[EXTRACTED INFORMATION — start]
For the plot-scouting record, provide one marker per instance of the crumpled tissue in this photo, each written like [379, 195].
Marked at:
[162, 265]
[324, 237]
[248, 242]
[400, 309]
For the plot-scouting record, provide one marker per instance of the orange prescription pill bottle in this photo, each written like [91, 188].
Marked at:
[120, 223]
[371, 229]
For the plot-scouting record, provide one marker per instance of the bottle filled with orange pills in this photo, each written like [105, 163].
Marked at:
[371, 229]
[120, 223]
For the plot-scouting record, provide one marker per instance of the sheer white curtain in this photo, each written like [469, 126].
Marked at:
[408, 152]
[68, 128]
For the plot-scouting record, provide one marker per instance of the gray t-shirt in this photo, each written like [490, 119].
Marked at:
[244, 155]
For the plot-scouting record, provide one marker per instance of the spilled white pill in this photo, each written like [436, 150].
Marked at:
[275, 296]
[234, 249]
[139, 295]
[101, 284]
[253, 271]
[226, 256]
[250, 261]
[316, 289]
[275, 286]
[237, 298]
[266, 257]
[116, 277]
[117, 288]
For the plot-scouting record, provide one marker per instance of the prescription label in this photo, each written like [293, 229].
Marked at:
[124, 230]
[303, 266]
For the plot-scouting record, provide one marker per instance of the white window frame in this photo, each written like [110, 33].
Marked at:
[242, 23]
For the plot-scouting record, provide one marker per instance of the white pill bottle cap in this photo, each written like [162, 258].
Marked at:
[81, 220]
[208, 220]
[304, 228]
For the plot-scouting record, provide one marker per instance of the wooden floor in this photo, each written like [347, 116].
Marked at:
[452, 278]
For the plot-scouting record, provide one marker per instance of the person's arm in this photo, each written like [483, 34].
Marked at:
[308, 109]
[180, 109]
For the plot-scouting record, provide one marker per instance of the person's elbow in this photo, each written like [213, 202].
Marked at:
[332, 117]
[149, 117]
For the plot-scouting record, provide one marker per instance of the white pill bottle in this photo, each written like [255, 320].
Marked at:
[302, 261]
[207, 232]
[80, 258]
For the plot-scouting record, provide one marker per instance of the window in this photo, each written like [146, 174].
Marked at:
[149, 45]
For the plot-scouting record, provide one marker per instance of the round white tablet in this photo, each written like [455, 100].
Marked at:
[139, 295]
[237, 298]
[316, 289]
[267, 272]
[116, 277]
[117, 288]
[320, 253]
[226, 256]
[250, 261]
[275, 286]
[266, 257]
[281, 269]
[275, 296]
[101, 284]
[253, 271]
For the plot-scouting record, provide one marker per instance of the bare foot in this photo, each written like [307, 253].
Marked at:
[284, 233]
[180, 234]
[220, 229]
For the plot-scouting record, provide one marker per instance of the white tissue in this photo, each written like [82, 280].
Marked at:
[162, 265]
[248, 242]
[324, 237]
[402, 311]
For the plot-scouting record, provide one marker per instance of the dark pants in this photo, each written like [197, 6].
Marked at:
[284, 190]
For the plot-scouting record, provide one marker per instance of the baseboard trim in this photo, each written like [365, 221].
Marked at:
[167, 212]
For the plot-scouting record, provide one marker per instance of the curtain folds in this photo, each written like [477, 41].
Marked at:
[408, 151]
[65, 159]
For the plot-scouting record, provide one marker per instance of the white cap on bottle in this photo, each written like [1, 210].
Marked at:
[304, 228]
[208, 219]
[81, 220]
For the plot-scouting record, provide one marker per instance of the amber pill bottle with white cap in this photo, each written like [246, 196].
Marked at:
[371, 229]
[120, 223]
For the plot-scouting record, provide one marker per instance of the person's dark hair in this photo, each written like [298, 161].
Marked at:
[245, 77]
[EXTRACTED INFORMATION — finish]
- _INSTRUCTIONS TO FOLLOW_
From the first entry to the last, reproduce everything precisely.

- _ANSWER SPACE_
For the plot-scouting record, provide one marker per instance of the crumpled tissue in this photo, each written like [379, 195].
Marked at:
[162, 265]
[324, 237]
[248, 242]
[400, 309]
For the plot-scouting record, provide one marker per instance of the orange prescription pill bottle in this photo, each written like [91, 188].
Marked at:
[120, 223]
[371, 229]
For the plot-scouting record, provide one marker per instance of the bottle filled with orange pills in this photo, each written like [105, 163].
Marked at:
[371, 229]
[120, 223]
For the plot-scouting record, provide one marker per instance of the sheer white curtain in this photo, each written like [469, 126].
Marked at:
[408, 152]
[68, 128]
For the plot-scouting record, provide one marker per instance of the gray t-shirt in this photo, each written like [490, 119].
Marked at:
[244, 155]
For the plot-scouting record, provide one marker per instance of the spilled white pill in this photo, each written like [436, 150].
Marked at:
[275, 296]
[234, 249]
[139, 295]
[101, 284]
[253, 271]
[226, 256]
[250, 261]
[316, 289]
[275, 286]
[237, 298]
[266, 257]
[116, 277]
[117, 288]
For the plot-scouting record, provide one marker per instance of the prescription label in this photo, each written like [293, 229].
Marked at:
[124, 230]
[303, 266]
For the plot-scouting record, provide one marker per instance of the white window frame in this photo, each written like [110, 33].
Marked at:
[242, 23]
For the plot-scouting record, provide one marker per instance of the white pill bottle cap in this photo, each written like [162, 258].
Marked at:
[81, 220]
[208, 220]
[304, 228]
For the plot-scouting record, provide one marker per instance of the wooden floor in this photo, each written like [347, 116].
Marked at:
[452, 278]
For the plot-scouting record, provide one marker per instance of the person's arm in this photo, each written like [483, 34].
Marked at:
[308, 109]
[180, 109]
For the plot-scouting record, provide one marker per instance of the person's elbow in this photo, each written like [213, 202].
Marked at:
[332, 117]
[149, 117]
For the plot-scouting record, provide one marker per instance of the white pill bottle in this photo, each written like [255, 320].
Marked at:
[302, 261]
[207, 232]
[80, 258]
For the plot-scouting record, provide one marker per instance of the window in this photo, each written like [146, 174].
Marked at:
[149, 45]
For the plot-scouting record, provide one marker per instance of the round white tablet in this photo, each written like [455, 100].
Marked at:
[139, 295]
[237, 298]
[316, 289]
[267, 272]
[116, 277]
[117, 288]
[320, 253]
[226, 256]
[250, 261]
[275, 286]
[266, 257]
[281, 269]
[275, 296]
[101, 284]
[253, 271]
For the plot-scouting record, provide one marker per instance of the bare foot in this photo, each written like [307, 253].
Marked at:
[284, 233]
[180, 234]
[220, 229]
For the plot-scouting record, provide one marker per instance of the white tissue in this photo, each written like [82, 280].
Marked at:
[162, 265]
[248, 242]
[324, 237]
[402, 311]
For the plot-scouting record, provide one marker per instance of the dark pants in this photo, each written like [197, 6].
Marked at:
[284, 190]
For the plot-scouting record, provide one marker per instance of the baseboard trim in this photo, each written like [365, 221].
Marked at:
[167, 212]
For the plot-scouting record, provide one marker per instance of the curtain folds in this photo, each written like [477, 41].
Marked at:
[408, 151]
[65, 159]
For the plot-scouting record, provide one marker per instance of the white cap on bottle in this photo, each written like [1, 210].
Marked at:
[304, 228]
[208, 219]
[81, 220]
For the plot-scouting record, provide one marker per instance of the amber pill bottle with white cap in this photo, each written like [246, 196].
Marked at:
[371, 229]
[120, 223]
For the plot-scouting record, provide one marker per instance of the person's dark hair in this photo, each written like [298, 161].
Marked at:
[245, 77]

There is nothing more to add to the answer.